**Текст для чтения:**
Чтение онлайн

ЖАНРЫ

Борис Рыжий. Дивий Камень
Шрифт:

В пандан написано и это:

До утра читали Блока. Говорили зло, жестоко. Залетал в окошко снег с неба синего как море. Тот, со шрамом, Рыжий Боря. Этот — Дозморов Олег — филолог, развратник, Дельвиг, с виду умница, бездельник. Первый — жлоб и скандалист, бабник, пьяница, зануда. Боже мой, какое чудо Блок, как мил, мой друг, как чист. Говорили, пили, ели. Стоп, да кто мы в самом деле? Может, девочек позвать? Двух
прелестниц ненаглядных
в чистых платьицах нарядных, двух москвичек, твою мать.
Перед смертью вспомню это, как стояли два поэта у открытого окна: утро, молодость, усталость. И с рассветом просыпалась вся огромная страна. («До утра читали Блока…», 1997)

Дозморов сказал в эссе «Премия „Мрамор“»:

Это благодаря тебе, мальчику со свердловской окраины, блоковская музыка победила все прочие поэтические шумы и стала главной мелодией в эфире русской поэзии прошлого столетия. Это благодаря тебе она закрыла какофонический век, который когда-то открыла с железным скрежетом. Это благодаря тебе я понял и полюбил Блока — лучшего поэта XX века. Это благодаря тебе я стал поэтом, во всяком случае, надеюсь, что стал им или скоро им стану.

**Что сделать:**
1. Ответьте, пожалуйста, на вопросы по тексту о Борисе Рыжем:
(а) Какой год указан у стихотворения «До утра читали Блока…»?
(б) Кем назван Дозморов Олег в стихотворении сразу после своего имени?
(в) Кого Дозморов в эссе «Премия „Мрамор“» называет лучшим поэтом XX века?
2. Продолжите текст о Борисе Рыжем сразу после его последнего предложения.

**Исходные данные:**
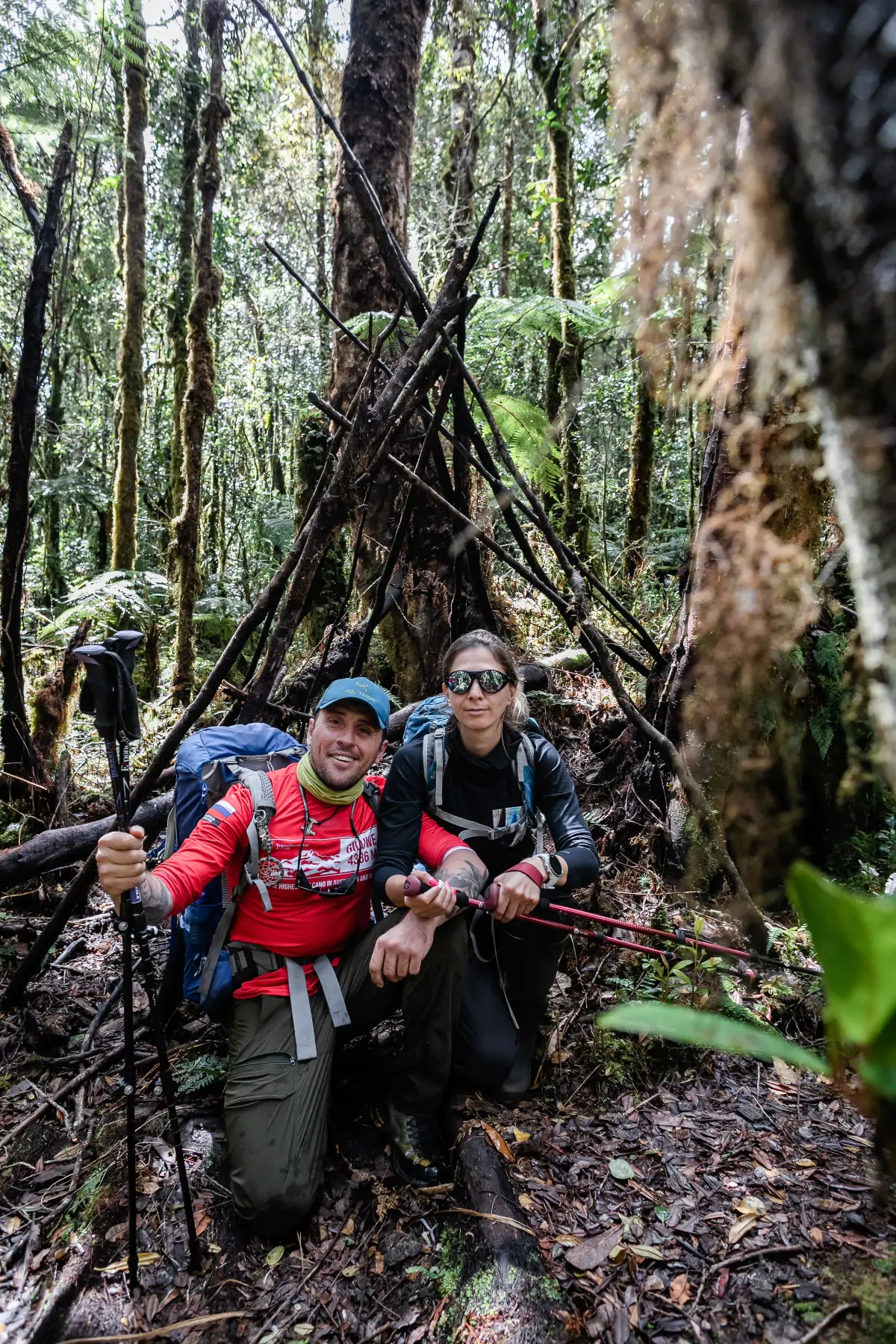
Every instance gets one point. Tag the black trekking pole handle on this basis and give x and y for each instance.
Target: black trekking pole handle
(111, 697)
(418, 882)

**Ответы по порядку:**
1.
(а) 1997
(б) Филологом
(в) Блока

2.
На почве Якова Полонского — на его кавказской лирике — Рыжий с Дозморовым выстроили игру — не в солдатики, но в офицеры царской армии, с поручиком в центре, «в духе Дениса Давыдова». Поручик сменил лейтенанта фронтовой плеяды советских поэтов. «Памяти Полонского» (1998):

Мы здорово отстали от полка. Кавказ в доспехах, словно витязь. Шурует дождь. Вокруг ни огонька. Поручик Дозморов, держитесь! Так мой денщик загнулся, говоря: где наша, э, не пропадала. Так в добрый путь! За Бога и царя. За однодума-генерала. За грозный ямб. За трепетный пеон. За утончённую цезуру. За русский флаг. Однако, что за тон? За ту коломенскую дуру. За Жомини, но всё-таки успех на всех приёмах и мазурках. За статский чин, поручик, и за всех блядей Москвы и Петербурга. За к непокою, мирному вполне, батального покоя примесь. За пакостей литературных — вне. Поручик Дозморов, держитесь!

То же самое, та же игра — с Леонтьевым или Пуриным, но уже в пространствах всей отечественной поэзии от Державина и Батюшкова до самих себя. В стихи впущена эдакая изысканность, и на пишмашинке как нарочно ломается буква «х».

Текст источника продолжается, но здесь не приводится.